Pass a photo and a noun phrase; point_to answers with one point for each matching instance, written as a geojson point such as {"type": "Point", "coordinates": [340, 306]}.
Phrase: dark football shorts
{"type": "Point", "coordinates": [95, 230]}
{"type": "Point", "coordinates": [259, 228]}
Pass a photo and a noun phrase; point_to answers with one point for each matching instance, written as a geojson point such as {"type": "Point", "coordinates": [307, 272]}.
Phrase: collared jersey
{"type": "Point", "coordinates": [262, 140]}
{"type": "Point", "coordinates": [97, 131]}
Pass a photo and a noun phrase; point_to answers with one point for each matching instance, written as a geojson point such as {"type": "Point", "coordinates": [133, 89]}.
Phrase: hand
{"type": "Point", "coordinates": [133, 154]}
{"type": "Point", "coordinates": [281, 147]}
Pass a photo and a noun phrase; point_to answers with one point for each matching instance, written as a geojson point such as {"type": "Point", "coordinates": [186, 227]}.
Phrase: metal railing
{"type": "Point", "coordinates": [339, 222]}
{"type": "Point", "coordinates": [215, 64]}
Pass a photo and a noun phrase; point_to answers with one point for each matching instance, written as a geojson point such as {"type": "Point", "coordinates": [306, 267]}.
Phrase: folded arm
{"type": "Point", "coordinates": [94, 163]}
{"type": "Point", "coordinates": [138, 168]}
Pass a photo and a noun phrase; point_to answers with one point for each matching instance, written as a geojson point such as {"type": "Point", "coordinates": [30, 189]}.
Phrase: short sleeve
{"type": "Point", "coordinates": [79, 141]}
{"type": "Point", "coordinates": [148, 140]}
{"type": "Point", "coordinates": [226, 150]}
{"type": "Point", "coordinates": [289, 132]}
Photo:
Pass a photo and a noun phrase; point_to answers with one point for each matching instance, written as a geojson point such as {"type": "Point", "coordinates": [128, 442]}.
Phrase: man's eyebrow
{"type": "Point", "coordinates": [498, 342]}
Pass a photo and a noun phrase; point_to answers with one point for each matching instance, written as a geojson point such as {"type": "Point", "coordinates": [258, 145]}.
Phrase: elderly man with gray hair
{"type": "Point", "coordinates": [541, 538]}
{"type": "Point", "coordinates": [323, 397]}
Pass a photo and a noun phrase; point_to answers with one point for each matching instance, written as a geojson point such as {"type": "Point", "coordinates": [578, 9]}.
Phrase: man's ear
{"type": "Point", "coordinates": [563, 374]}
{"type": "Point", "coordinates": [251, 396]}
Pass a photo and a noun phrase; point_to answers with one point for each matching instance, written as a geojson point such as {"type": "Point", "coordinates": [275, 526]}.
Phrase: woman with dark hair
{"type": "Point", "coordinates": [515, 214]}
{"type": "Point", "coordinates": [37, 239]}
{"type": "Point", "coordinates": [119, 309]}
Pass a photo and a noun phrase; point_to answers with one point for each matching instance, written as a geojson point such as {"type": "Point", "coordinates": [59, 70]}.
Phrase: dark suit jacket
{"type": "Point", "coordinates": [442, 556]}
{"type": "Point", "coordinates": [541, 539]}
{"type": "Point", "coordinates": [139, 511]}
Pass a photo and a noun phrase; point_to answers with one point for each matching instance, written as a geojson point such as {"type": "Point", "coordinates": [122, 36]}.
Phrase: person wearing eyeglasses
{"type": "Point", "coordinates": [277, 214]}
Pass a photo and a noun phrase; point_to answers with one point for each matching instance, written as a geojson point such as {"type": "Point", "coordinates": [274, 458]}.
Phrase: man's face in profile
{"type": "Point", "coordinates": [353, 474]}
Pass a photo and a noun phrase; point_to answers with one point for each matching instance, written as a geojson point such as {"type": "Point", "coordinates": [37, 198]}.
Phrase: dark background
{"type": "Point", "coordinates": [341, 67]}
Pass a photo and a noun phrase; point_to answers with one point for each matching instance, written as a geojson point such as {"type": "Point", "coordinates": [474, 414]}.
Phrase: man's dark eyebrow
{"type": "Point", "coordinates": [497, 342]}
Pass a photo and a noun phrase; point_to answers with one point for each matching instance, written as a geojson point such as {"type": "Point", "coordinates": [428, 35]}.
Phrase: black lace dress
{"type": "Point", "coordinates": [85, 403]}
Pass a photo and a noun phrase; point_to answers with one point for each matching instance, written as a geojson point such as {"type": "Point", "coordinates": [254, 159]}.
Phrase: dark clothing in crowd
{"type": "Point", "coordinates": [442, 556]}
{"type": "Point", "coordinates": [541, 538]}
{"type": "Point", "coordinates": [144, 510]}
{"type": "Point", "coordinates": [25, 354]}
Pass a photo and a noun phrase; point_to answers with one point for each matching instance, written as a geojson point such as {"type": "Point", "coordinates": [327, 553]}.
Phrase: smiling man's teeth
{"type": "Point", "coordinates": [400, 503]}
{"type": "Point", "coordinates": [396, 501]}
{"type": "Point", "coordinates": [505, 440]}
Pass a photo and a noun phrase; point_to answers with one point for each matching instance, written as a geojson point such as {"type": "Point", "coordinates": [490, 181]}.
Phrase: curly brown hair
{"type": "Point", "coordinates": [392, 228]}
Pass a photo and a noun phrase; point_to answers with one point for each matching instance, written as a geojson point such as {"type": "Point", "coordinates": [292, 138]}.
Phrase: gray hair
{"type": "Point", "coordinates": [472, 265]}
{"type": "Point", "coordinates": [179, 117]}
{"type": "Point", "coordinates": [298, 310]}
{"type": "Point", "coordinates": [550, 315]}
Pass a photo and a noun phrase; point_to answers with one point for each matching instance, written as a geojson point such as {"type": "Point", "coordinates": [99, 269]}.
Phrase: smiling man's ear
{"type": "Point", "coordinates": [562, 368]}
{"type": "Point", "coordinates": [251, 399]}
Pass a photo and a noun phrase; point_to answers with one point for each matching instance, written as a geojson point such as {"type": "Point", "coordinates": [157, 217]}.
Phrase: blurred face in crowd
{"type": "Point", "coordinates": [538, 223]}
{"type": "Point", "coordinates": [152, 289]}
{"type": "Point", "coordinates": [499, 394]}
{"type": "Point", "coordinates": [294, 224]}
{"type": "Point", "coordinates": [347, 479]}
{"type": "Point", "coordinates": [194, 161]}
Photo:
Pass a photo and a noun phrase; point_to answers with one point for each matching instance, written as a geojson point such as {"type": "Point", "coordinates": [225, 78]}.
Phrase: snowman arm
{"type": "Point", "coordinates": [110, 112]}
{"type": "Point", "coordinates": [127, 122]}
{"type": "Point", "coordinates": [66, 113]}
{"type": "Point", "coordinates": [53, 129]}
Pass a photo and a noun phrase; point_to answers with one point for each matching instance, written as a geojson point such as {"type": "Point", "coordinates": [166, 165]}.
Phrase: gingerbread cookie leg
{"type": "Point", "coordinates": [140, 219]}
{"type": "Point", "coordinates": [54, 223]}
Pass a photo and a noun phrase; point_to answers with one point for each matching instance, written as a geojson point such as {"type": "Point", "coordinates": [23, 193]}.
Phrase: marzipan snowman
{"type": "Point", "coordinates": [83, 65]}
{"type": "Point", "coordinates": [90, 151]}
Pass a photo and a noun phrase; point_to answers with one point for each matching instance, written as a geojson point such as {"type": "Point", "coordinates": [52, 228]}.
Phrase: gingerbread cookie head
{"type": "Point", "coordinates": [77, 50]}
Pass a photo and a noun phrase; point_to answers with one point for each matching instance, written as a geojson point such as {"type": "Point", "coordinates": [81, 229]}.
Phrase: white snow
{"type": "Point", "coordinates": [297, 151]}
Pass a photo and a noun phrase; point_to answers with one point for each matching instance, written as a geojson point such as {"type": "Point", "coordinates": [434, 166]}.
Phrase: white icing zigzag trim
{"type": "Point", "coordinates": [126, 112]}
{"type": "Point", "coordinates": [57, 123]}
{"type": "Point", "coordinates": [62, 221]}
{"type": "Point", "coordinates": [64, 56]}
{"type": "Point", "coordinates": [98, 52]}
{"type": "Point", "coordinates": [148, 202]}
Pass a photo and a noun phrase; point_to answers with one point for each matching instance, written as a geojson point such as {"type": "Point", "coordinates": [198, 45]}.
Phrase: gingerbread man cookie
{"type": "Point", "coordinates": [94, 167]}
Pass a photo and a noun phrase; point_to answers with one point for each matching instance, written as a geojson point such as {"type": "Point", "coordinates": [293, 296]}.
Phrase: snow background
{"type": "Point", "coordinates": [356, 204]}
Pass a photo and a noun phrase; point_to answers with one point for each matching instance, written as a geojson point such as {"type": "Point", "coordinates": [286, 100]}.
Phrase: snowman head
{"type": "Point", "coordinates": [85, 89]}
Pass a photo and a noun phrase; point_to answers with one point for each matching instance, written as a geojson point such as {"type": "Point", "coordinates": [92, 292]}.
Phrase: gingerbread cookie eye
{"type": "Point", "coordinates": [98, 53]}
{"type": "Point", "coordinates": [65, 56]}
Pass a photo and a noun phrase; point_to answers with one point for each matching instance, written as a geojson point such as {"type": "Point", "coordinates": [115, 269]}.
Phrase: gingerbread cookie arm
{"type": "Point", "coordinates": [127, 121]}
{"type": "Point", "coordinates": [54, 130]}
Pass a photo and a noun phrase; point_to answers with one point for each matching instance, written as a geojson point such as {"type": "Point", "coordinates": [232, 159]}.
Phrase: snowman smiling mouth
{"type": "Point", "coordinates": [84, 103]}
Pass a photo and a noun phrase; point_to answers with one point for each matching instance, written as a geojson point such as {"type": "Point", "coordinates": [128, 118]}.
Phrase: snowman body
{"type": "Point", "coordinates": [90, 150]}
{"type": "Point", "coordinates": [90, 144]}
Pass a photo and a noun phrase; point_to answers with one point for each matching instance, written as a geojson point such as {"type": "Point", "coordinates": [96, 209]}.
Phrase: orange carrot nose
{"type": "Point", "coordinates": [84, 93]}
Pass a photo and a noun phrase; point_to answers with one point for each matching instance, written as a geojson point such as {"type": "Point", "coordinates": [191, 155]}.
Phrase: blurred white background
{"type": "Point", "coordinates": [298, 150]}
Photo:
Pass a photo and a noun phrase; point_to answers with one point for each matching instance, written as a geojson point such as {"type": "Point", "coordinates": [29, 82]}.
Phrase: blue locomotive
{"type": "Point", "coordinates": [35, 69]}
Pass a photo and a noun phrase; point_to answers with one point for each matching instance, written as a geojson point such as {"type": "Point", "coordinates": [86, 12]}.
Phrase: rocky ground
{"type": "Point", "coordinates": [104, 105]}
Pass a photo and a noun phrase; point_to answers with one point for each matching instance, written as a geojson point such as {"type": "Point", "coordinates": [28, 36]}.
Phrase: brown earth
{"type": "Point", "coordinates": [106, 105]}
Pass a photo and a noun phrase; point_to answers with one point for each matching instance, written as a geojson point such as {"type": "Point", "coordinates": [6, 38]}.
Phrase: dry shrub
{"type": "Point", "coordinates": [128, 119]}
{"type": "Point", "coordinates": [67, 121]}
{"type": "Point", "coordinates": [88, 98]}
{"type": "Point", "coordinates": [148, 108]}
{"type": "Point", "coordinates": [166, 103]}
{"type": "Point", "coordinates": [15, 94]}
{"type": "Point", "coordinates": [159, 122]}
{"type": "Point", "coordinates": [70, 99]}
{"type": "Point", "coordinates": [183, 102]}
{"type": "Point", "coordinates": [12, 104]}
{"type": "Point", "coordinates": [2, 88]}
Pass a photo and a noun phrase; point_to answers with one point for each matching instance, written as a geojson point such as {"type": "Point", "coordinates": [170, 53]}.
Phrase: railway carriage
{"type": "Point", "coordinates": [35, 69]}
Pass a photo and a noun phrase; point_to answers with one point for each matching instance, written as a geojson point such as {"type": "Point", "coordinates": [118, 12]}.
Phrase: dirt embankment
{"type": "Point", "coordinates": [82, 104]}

Do this — Report each line of the material that contains the word "background", copying those lines in full.

Task output —
Phrase: dark background
Phrase: snow background
Phrase: blurred white background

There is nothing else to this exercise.